Work to complete: An exact transcription of all the records below is required, without any images.

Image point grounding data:

☆ ☆ ☆

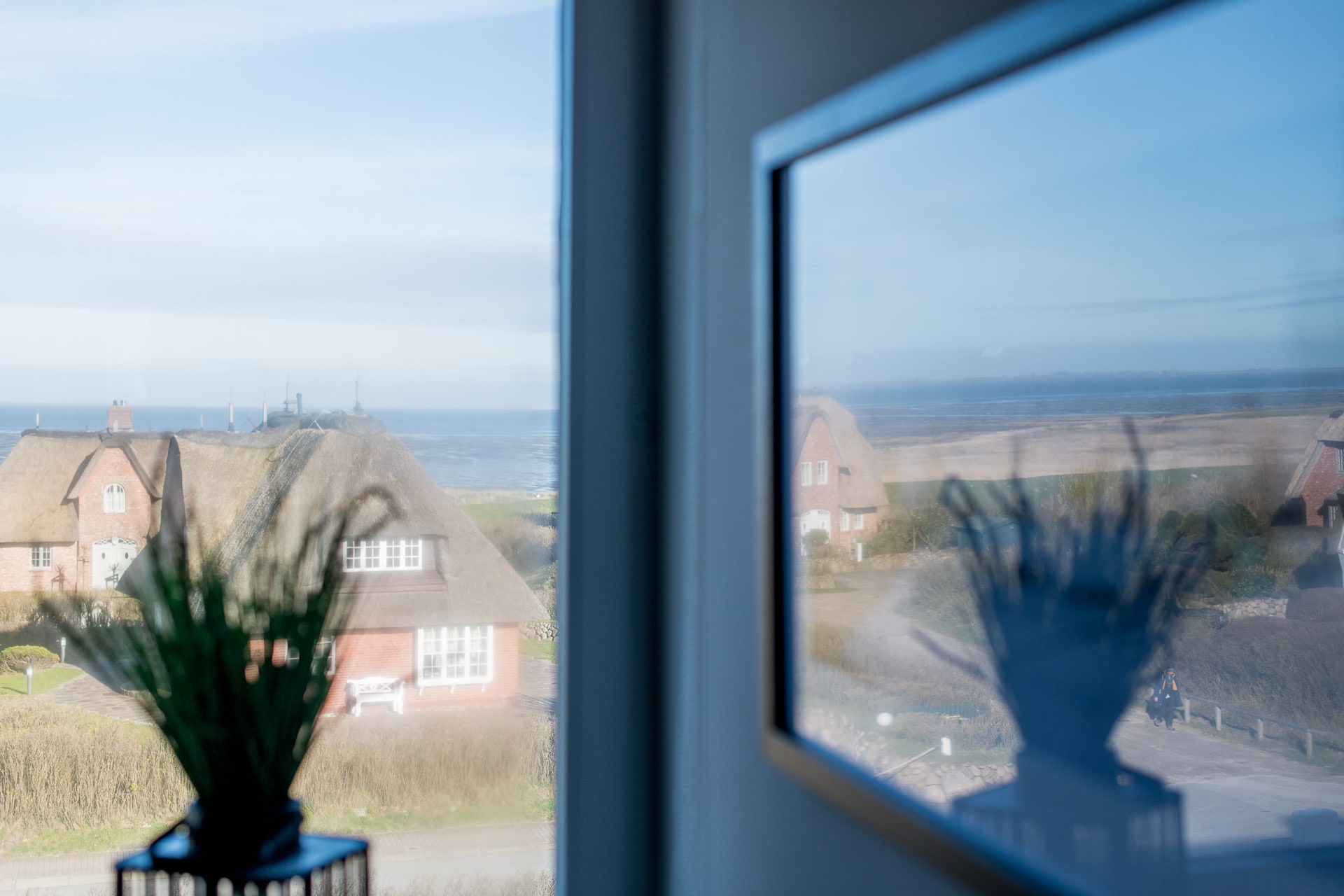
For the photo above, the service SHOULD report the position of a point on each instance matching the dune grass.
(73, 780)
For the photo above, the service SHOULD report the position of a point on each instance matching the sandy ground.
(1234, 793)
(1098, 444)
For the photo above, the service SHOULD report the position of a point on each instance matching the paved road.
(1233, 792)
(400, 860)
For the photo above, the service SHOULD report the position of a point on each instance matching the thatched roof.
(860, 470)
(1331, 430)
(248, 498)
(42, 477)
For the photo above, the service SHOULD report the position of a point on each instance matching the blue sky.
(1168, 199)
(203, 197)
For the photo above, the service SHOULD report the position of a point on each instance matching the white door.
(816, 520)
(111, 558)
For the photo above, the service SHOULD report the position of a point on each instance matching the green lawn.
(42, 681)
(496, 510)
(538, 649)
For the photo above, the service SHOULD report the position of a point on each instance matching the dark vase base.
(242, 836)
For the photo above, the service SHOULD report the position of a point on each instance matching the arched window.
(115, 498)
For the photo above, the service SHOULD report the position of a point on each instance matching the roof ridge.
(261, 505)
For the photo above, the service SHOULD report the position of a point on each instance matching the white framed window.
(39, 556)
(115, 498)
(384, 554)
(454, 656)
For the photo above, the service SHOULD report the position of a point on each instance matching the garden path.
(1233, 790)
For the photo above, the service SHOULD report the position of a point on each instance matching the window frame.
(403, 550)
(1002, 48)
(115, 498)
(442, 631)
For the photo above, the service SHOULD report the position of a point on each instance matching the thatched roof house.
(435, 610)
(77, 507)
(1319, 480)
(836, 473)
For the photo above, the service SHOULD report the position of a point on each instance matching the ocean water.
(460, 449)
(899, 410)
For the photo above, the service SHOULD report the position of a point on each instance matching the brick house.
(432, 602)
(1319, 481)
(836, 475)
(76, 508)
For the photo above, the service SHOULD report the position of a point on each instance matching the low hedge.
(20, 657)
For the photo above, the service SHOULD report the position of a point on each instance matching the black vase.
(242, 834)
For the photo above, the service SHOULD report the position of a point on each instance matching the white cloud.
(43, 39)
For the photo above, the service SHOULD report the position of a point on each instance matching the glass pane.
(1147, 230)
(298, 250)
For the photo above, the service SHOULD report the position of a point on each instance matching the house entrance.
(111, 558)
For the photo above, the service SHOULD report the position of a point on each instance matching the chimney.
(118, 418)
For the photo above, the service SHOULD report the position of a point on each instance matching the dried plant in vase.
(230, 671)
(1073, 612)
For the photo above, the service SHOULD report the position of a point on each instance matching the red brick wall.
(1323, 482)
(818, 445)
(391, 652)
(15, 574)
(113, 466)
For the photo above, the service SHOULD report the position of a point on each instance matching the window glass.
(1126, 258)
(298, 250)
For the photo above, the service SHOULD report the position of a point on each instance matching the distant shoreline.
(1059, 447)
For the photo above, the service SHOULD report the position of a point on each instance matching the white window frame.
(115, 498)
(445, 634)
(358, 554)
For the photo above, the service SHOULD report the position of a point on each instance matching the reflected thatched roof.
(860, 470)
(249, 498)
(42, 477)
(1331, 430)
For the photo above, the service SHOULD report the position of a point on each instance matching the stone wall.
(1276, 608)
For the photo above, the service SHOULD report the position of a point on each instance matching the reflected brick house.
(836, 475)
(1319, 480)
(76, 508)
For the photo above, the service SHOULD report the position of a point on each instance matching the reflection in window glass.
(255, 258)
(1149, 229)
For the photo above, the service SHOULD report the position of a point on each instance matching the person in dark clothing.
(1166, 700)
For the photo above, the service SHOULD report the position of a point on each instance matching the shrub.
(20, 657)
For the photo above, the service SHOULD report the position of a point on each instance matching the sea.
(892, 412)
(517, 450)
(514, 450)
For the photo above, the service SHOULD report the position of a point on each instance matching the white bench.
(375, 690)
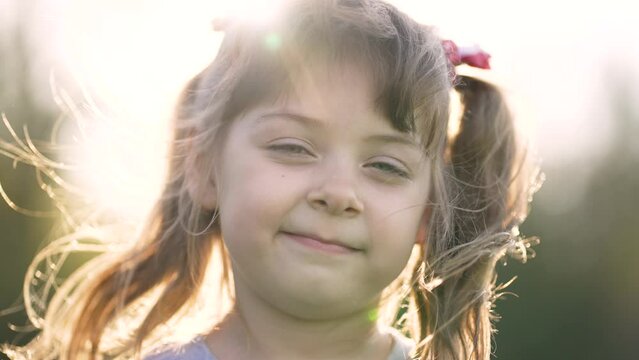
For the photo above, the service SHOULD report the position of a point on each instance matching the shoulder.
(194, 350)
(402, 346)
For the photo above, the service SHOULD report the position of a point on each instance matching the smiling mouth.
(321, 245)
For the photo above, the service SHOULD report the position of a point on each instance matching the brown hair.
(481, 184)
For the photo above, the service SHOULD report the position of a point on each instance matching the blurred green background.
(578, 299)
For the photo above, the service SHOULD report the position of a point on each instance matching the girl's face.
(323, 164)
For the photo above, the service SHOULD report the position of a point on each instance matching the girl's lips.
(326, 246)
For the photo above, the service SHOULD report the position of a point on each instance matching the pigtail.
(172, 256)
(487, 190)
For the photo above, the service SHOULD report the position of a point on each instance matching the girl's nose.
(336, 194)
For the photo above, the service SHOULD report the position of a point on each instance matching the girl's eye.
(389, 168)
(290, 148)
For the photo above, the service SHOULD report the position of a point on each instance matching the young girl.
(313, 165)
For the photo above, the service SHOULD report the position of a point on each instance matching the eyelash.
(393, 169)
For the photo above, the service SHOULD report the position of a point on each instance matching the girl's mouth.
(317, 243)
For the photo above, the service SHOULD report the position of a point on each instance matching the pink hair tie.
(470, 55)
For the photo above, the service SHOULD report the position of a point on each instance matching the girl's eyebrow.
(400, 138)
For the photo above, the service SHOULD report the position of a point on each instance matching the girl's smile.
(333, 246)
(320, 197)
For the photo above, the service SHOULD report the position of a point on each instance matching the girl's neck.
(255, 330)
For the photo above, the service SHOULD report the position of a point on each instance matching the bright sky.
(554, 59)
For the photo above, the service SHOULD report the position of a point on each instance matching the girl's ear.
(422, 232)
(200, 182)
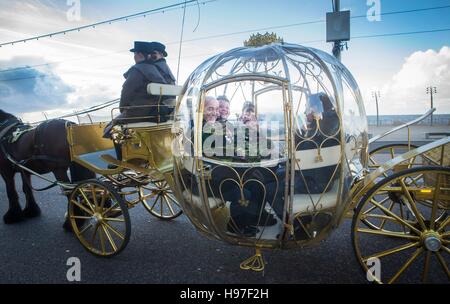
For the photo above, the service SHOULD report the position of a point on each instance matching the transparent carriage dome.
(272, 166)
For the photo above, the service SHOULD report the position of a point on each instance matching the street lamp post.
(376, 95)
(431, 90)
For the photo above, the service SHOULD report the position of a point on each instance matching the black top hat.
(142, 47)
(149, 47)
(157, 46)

☆ ☆ ☆

Result of the exercise:
For the photo above, the service SHOULD report the position of a point on each instance matching the dune grass.
(73, 780)
For the photo above, the service SHOULD report the position of a point on each instance matching the sandy ground.
(1234, 793)
(1098, 444)
For the photo above, the service SHOULD report the position of a point on each instance matching the paved road.
(1233, 792)
(400, 860)
For the photo above, the service SHOULD report the position of a point on each instance matching the thatched roof.
(860, 470)
(1331, 430)
(248, 498)
(42, 477)
For the photo above, the service SHOULD report the position of a point on each instance matching the blue sky.
(1168, 199)
(203, 197)
For the photo above, the service SHOULD report the position of a point on each instance matching the white door.
(816, 520)
(111, 558)
For the photo above, the service SHOULD report the position of a point on each instance matching the green lawn.
(42, 681)
(496, 510)
(538, 649)
For the photo above, the service SHOULD report the position of a point on each instance matching the dark vase base.
(242, 836)
For the photo above, the service SHOULD report the position of a point on each instance matching the arched window.
(115, 498)
For the photo above, the service SHOULD report the position of a point on each instance matching the roof ridge.
(261, 505)
For the photo above, the service SHOULD report the position of a point on each instance matching the white framed window.
(39, 556)
(115, 498)
(384, 554)
(454, 656)
For the photo above, the service SHOULD report the position of a point on each instance matching the garden path.
(1233, 790)
For the photo above, the service SHOULD report the position of a point on each instance matching the window frame.
(403, 550)
(1002, 48)
(115, 498)
(442, 631)
For the photo above, the service SHOULD report the position of a point on each instance matching the thatched roof house.
(435, 610)
(77, 507)
(1319, 480)
(836, 473)
For the photo above, the service SHOULD report the position of a point on each instance matching the ocean water.
(460, 449)
(899, 410)
For the photo above, the service SHOULD report the position of a point on each instance matching the brick house.
(432, 602)
(1319, 481)
(836, 475)
(76, 508)
For the photo above, the service SHOULD report the position of a point on each instance matching the low hedge.
(20, 657)
For the photo above, the service SHOULD report the position of a point on each instance matching the black vase.
(242, 834)
For the photo above, the service SHOULD report the position of a point on each instance matching the white cloud.
(43, 39)
For the photo above, the service SHOULD report the position of a point on each instance matching the glass pane.
(1147, 230)
(298, 250)
For the photo above, the service SHOULD report the position of a point on each instance matching the house entrance.
(111, 558)
For the photo above, the service SHOULD report the position of a point on each instance matching the chimney.
(118, 418)
For the photo above, the service SHOULD report the position of a point on each instance matching the dried plant in vase.
(230, 671)
(1073, 612)
For the photo above, the service SHOULD report the position of a point on each instance matching the red brick wall.
(1323, 482)
(818, 445)
(391, 652)
(15, 574)
(113, 466)
For the photo above, the service SHOULD report the position of a point on each instance matching the window glass.
(1126, 258)
(298, 250)
For the photo above, the service SHOULD report the position of a point on each instance matching the distant shoreline.
(1059, 447)
For the photo above, the service SHOULD report the position of a point on each instance matching the white window frame.
(115, 498)
(445, 634)
(358, 554)
For the photo above, the service SHOULD report the position of a point on each instance matching the reflected thatched roof.
(860, 470)
(249, 498)
(42, 477)
(1331, 430)
For the photo above, the service SHOULD report the position of a point on each instance matching the stone wall.
(1276, 608)
For the photo above, the service SHOULD report the position of a point on each instance matching the reflected brick house.
(836, 475)
(1319, 480)
(76, 508)
For the photo above, the service SHOULD report the position of a point on each instance matching the reflection in window glass.
(255, 258)
(1149, 229)
For the photo above, the service SHOULD report the position of a point on each instance matching the person in dark clothing.
(1166, 700)
For the photo above, the service SHOULD report the position of a point on each instance matching the shrub.
(20, 657)
For the photo above, the service SHOULD report the position of a point on each instance matching the sea.
(892, 412)
(517, 450)
(514, 450)
For the photo above, the service SHOULD report the position of a point on each instance matching the white bench.
(375, 690)
For the photo above, the service SHOULD report the position of a point on each instance matching the shoulder.
(194, 350)
(402, 346)
For the photo above, the service SHOULD report the position of a point on each instance matching the smiling mouth.
(321, 245)
For the photo above, the service SHOULD report the position of a point on each instance matching the brown hair.
(481, 184)
For the photo above, the service SHOULD report the position of a point on each instance matching the blurred green background.
(578, 299)
For the photo above, the service SHOULD report the position of a point on each instance matching the girl's face.
(323, 164)
For the photo above, the service SHOULD report the position of a point on each instance matching the girl's lips.
(326, 246)
For the photo above, the service SHOULD report the position of a point on each instance matching the pigtail.
(172, 256)
(487, 190)
For the photo above, the service SHOULD report the position of a point on each instance matching the girl's nose.
(336, 194)
For the photo above, the service SHOULD report the position of a point on each instance matching the girl's eye.
(389, 168)
(290, 148)
For the photo above, the service SHOULD report the position of a point on each instance matching the young girl.
(313, 165)
For the photo above, the service SHOULD report the position of a point on each instance matching the eyelash.
(393, 169)
For the photo above, the service SHOULD report the position of a point on each instance matching the girl's mouth.
(317, 243)
For the photo above, the service SHOULD report the position of a point on each instance matching the pink hair tie.
(470, 55)
For the photo above, the service SHOULD report the position of a point on each instance matching the girl's eyebrow.
(400, 138)
For the photo above, the service SHOULD report the position of a point on each instance matching the girl's smile.
(333, 246)
(320, 197)
For the photo above, the service SHOULD report the position of a point on each instance matching the girl's neck.
(255, 330)
For the photo above, the service SHOULD report the position of a point on each instance matching the bright sky.
(554, 59)
For the photo above, the service SHOULD report the position of a point on each instance matching the girl's ear.
(422, 232)
(200, 182)
For the photo above, the service SHOULD report the position of a point on each instance matching the transparent carriage dome.
(272, 166)
For the photo above, the service SHOULD report the position of a point on each instance matching the street lamp post.
(376, 95)
(431, 90)
For the photo above, the service SHOULD report the position of a point on each instance matching the black top hat.
(142, 47)
(149, 47)
(157, 46)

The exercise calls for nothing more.